··· SOURCE RECORDS

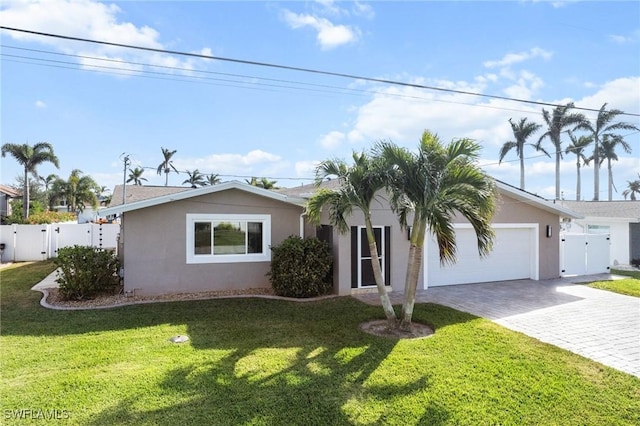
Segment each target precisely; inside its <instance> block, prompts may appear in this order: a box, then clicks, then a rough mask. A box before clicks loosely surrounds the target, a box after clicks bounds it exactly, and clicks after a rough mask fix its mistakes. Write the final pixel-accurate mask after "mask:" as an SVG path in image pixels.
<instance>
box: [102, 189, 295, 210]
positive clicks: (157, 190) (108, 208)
mask: <svg viewBox="0 0 640 426" xmlns="http://www.w3.org/2000/svg"><path fill="white" fill-rule="evenodd" d="M129 188H130V187H129V186H127V199H128V198H129V195H128V194H129ZM141 188H144V186H143V187H141ZM149 188H155V194H161V195H157V196H155V197H151V198H145V199H139V200H137V201H133V202H130V203H129V202H127V203H126V204H122V203H121V202H120V204H117V205H115V204H113V205H110V206H109V207H107V208H104V209H100V210H99V211H98V213H99V214H100V215H101V216H108V215H113V214H120V213H124V212H128V211H133V210H138V209H143V208H147V207H152V206H156V205H160V204H165V203H170V202H173V201H179V200H186V199H188V198H192V197H199V196H201V195H207V194H213V193H216V192H221V191H226V190H229V189H238V190H240V191H244V192H249V193H252V194H255V195H259V196H262V197H265V198H270V199H273V200H278V201H282V202H284V203H289V204H294V205H296V206H303V205H304V204H305V200H304V199H302V198H298V197H293V196H287V195H285V194H280V193H277V192H274V191H271V190H268V189H263V188H258V187H256V186H253V185H249V184H247V183H243V182H238V181H230V182H224V183H220V184H217V185H209V186H203V187H201V188H195V189H192V188H183V187H149ZM161 188H164V190H163V189H161ZM116 189H117V187H116ZM171 189H173V190H175V191H173V192H171ZM135 191H136V190H134V193H135ZM151 193H154V192H153V191H149V192H147V193H146V194H147V195H149V194H151ZM143 195H144V190H142V191H139V192H138V194H137V196H143ZM114 197H115V190H114ZM120 199H121V200H122V192H120Z"/></svg>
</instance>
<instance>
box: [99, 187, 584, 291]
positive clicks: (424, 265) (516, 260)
mask: <svg viewBox="0 0 640 426" xmlns="http://www.w3.org/2000/svg"><path fill="white" fill-rule="evenodd" d="M335 185H337V181H329V182H325V183H324V184H323V186H329V187H331V186H335ZM497 186H498V190H499V193H500V201H499V208H498V211H497V213H496V215H495V217H494V221H493V222H494V228H495V230H496V235H497V238H496V241H495V244H494V250H493V252H492V253H491V254H490V255H489V256H488V257H487V258H485V259H483V260H480V259H479V257H478V254H477V246H476V242H475V236H474V233H473V230H472V229H471V227H470V226H469V225H468V224H466V223H464V222H463V221H460V222H459V223H457V224H456V232H457V238H458V262H457V264H455V265H453V266H447V267H441V266H440V263H439V259H438V254H437V245H436V244H435V242H433V241H432V240H431V238H429V240H428V241H427V243H426V244H425V258H424V259H425V262H424V269H423V273H422V277H421V282H422V283H423V286H424V288H426V287H427V286H438V285H449V284H460V283H472V282H486V281H500V280H515V279H527V278H529V279H534V280H538V279H549V278H557V277H558V276H559V274H560V272H559V271H560V265H559V239H558V236H559V230H560V218H561V216H562V217H569V218H574V219H575V218H579V217H581V216H580V215H579V214H576V213H574V212H572V211H570V210H568V209H566V208H564V207H562V206H559V205H557V204H554V203H552V202H549V201H546V200H544V199H542V198H540V197H537V196H535V195H533V194H530V193H528V192H525V191H521V190H520V189H517V188H515V187H513V186H510V185H507V184H504V183H502V182H497ZM140 188H145V187H130V186H127V194H130V193H131V197H132V198H134V197H135V196H136V195H134V193H135V192H136V191H138V190H141V189H140ZM165 188H166V187H165ZM183 189H184V188H183ZM142 190H143V189H142ZM166 190H167V191H169V190H170V189H166ZM315 190H316V187H315V186H313V185H306V186H301V187H297V188H287V189H282V190H279V191H278V192H276V191H270V190H266V189H262V188H257V187H255V186H251V185H248V184H245V183H241V182H225V183H222V184H218V185H213V186H206V187H202V188H197V189H188V188H187V189H186V190H184V191H181V192H174V193H170V194H166V193H165V194H164V195H159V196H156V197H155V198H150V199H141V198H138V201H134V202H131V203H126V204H120V205H112V206H110V207H108V208H106V209H102V210H100V215H101V216H106V215H114V214H117V215H120V219H121V235H120V241H119V253H120V255H121V256H122V262H123V267H124V278H123V279H124V286H125V291H128V292H131V291H135V292H136V294H146V295H156V294H164V293H181V292H201V291H214V290H233V289H246V288H256V287H270V283H269V281H268V279H267V277H266V273H267V272H268V271H269V265H270V260H271V251H270V247H272V246H276V245H279V244H280V243H281V242H282V241H283V240H284V239H286V238H287V237H288V236H290V235H300V236H303V237H310V236H316V235H317V236H318V237H319V238H322V239H324V240H327V241H329V242H330V244H331V246H332V249H333V253H334V268H333V270H334V292H335V293H337V294H341V295H342V294H351V293H353V292H358V291H363V290H364V291H370V289H374V290H375V285H374V283H373V274H372V273H371V264H370V258H369V252H368V246H367V244H366V239H365V236H364V224H363V217H362V213H361V212H355V213H354V215H353V216H352V217H351V218H350V219H349V225H350V226H351V232H349V233H348V234H346V235H340V234H338V233H337V231H336V230H335V229H333V228H332V227H331V226H330V225H329V223H328V220H327V215H326V213H323V217H322V222H321V225H320V226H319V227H316V226H314V225H311V224H309V223H308V222H307V221H306V219H305V217H304V205H305V203H306V200H307V198H308V197H309V196H310V195H312V193H313V192H314V191H315ZM117 191H118V188H116V190H114V202H116V200H117V198H116V193H117ZM158 191H160V192H161V191H162V190H160V189H159V188H158ZM121 193H122V192H120V194H121ZM138 195H139V194H138ZM128 197H129V195H127V198H128ZM372 216H373V223H374V226H375V232H376V237H377V239H378V242H379V244H378V247H379V251H380V258H381V262H382V267H383V273H384V275H385V277H386V282H387V284H388V285H390V286H391V288H392V290H393V291H402V290H403V287H404V278H405V271H406V263H407V256H408V251H409V244H408V238H407V235H408V231H407V230H406V229H405V230H403V229H401V228H400V226H399V224H398V222H397V219H396V216H395V215H394V214H393V213H392V212H391V210H390V208H389V204H388V202H387V201H386V200H385V199H384V197H382V196H381V197H380V199H379V201H377V202H374V205H373V206H372Z"/></svg>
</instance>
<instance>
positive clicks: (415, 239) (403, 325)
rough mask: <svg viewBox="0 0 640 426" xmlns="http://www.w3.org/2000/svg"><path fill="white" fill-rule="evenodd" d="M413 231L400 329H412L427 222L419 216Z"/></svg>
mask: <svg viewBox="0 0 640 426" xmlns="http://www.w3.org/2000/svg"><path fill="white" fill-rule="evenodd" d="M413 226H414V228H413V232H412V233H411V248H410V249H409V264H408V267H407V276H406V280H405V284H404V301H403V303H402V314H401V317H400V329H401V330H406V331H409V330H411V318H412V317H413V307H414V306H415V303H416V289H417V287H418V276H419V274H420V267H421V266H422V258H423V253H422V248H423V247H424V237H425V231H426V226H427V223H426V221H421V220H419V219H418V218H417V215H416V218H415V219H414V221H413Z"/></svg>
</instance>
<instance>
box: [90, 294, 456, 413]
mask: <svg viewBox="0 0 640 426" xmlns="http://www.w3.org/2000/svg"><path fill="white" fill-rule="evenodd" d="M261 302H264V303H257V304H255V305H252V308H254V310H255V309H257V310H260V309H263V310H265V311H266V312H265V313H267V314H268V315H264V316H262V315H261V316H260V318H261V319H260V320H256V319H251V320H247V319H246V318H245V319H244V321H243V319H241V318H231V319H227V320H226V321H242V324H241V325H240V328H235V327H234V331H233V332H229V331H228V330H225V329H224V328H222V327H220V325H221V323H219V322H218V321H217V320H213V321H196V322H191V323H189V335H190V336H191V337H192V340H191V345H192V346H194V347H197V348H198V349H202V350H214V351H215V352H216V353H218V354H220V353H222V354H223V355H221V356H220V357H218V358H217V359H211V360H208V361H206V362H203V363H196V364H189V365H185V366H180V367H176V368H173V369H171V370H169V371H168V372H167V373H166V375H165V377H164V378H163V380H162V381H161V382H160V383H159V385H158V388H159V394H156V395H152V397H153V398H160V399H163V398H168V400H170V401H172V403H170V404H167V405H164V404H153V405H154V407H158V406H162V408H153V409H148V408H146V407H147V406H148V405H149V404H145V403H144V401H145V398H149V396H147V395H145V394H141V395H133V396H131V397H128V398H127V399H126V400H122V401H119V402H118V403H117V404H115V405H113V406H111V407H109V408H107V409H105V410H103V411H102V412H101V413H100V415H98V416H97V417H93V418H91V423H90V424H94V425H103V424H123V423H126V424H136V423H149V424H159V425H173V424H177V423H182V424H190V423H193V424H292V425H293V424H304V425H309V424H321V425H325V424H340V425H342V424H353V423H365V424H371V423H379V422H383V423H384V422H388V421H390V420H391V422H392V423H393V422H394V420H393V419H395V422H401V421H402V418H403V417H404V416H403V415H402V412H401V411H402V410H403V408H399V407H398V406H394V404H396V402H397V401H398V400H403V399H405V398H407V399H410V400H415V399H416V398H420V395H422V394H423V393H428V392H429V376H428V374H425V373H424V372H422V373H421V374H419V375H417V376H416V378H415V379H411V380H410V381H408V382H407V381H403V380H398V381H392V382H389V381H387V379H391V380H393V379H394V377H388V376H386V375H385V377H382V376H381V375H380V374H376V371H377V370H378V369H379V368H380V367H381V365H382V364H383V363H384V362H385V361H386V360H388V358H389V356H390V354H391V352H392V351H393V350H394V348H395V347H396V345H397V343H398V341H397V340H394V339H389V338H379V337H375V336H370V335H367V334H365V333H363V332H361V331H360V330H359V329H358V325H359V324H360V323H361V322H363V321H366V320H367V319H370V318H371V316H372V315H375V314H374V313H377V314H379V313H378V312H377V311H378V310H377V309H373V310H372V309H370V308H366V307H365V306H364V305H360V304H359V303H357V302H355V301H353V300H349V299H346V300H344V299H343V300H339V299H338V300H336V299H334V300H331V301H324V302H319V303H321V304H323V305H326V304H329V305H332V306H329V307H327V306H323V308H324V309H322V312H323V313H324V314H329V315H328V318H326V317H324V315H323V316H322V317H318V316H317V315H318V314H319V311H318V310H317V309H314V306H313V304H307V305H303V306H299V305H297V306H294V307H290V306H287V307H286V308H287V309H282V308H283V306H278V305H280V304H281V303H283V304H284V303H290V302H277V303H275V304H274V301H261ZM274 305H275V306H274ZM358 307H360V308H364V309H362V310H357V308H358ZM200 313H202V314H203V315H204V316H205V317H206V316H208V315H209V314H210V312H208V311H207V310H206V309H203V310H200ZM347 313H348V315H345V314H347ZM254 314H255V312H254ZM267 318H271V320H268V319H267ZM451 318H453V316H451ZM416 343H417V342H416ZM417 344H419V343H417ZM176 349H177V350H179V349H180V348H179V347H176ZM212 358H215V356H214V355H212ZM176 400H177V401H176ZM410 410H411V411H415V410H417V411H418V412H417V413H412V415H411V416H410V417H412V418H414V419H415V420H418V419H420V418H423V420H424V421H427V420H428V422H427V423H428V424H441V423H443V422H445V421H446V420H447V419H448V418H449V415H448V413H447V411H446V410H445V409H444V408H443V407H441V406H439V405H437V403H435V402H428V401H424V404H417V407H416V406H413V407H412V409H410ZM415 420H414V421H415ZM412 423H413V422H412Z"/></svg>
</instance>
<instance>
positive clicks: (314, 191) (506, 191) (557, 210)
mask: <svg viewBox="0 0 640 426" xmlns="http://www.w3.org/2000/svg"><path fill="white" fill-rule="evenodd" d="M495 182H496V186H497V187H498V190H499V191H500V192H502V193H504V194H506V195H509V196H510V197H512V198H515V199H516V200H518V201H520V202H523V203H526V204H530V205H532V206H534V207H537V208H539V209H542V210H545V211H548V212H550V213H554V214H557V215H559V216H562V217H566V218H571V219H581V218H582V217H583V216H582V214H580V212H579V211H574V210H573V209H571V208H569V207H565V206H562V205H560V204H558V203H555V202H553V201H548V200H546V199H544V198H542V197H540V196H538V195H535V194H532V193H530V192H527V191H523V190H522V189H520V188H517V187H515V186H512V185H509V184H507V183H504V182H502V181H499V180H495ZM320 187H321V188H327V189H338V188H339V187H340V181H339V180H338V179H332V180H326V181H323V182H322V183H321V184H320V186H319V187H318V186H317V185H315V184H309V185H302V186H297V187H293V188H283V189H280V190H279V191H278V192H280V193H283V194H287V195H291V196H296V197H301V198H309V197H311V196H312V195H313V194H314V193H315V192H316V191H317V190H318V188H320Z"/></svg>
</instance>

······

■ **ABOUT THIS EXERCISE**:
Reproduce verbatim the lines of the material above, beginning with its first line and ending with the line that contains "box: [102, 189, 295, 210]"; skip pictures.

■ **ANSWER FOR THIS EXERCISE**:
Segment each target precisely; inside its <instance> block, prompts may appear in this order: a box, then clicks, then a rough mask. A box before clicks loosely surrounds the target, a box after clicks bounds it exactly, and clicks after a rough mask fix its mistakes. Write the final pixel-accurate mask after "mask:" as an SVG path in image pixels.
<instance>
box: [102, 189, 295, 210]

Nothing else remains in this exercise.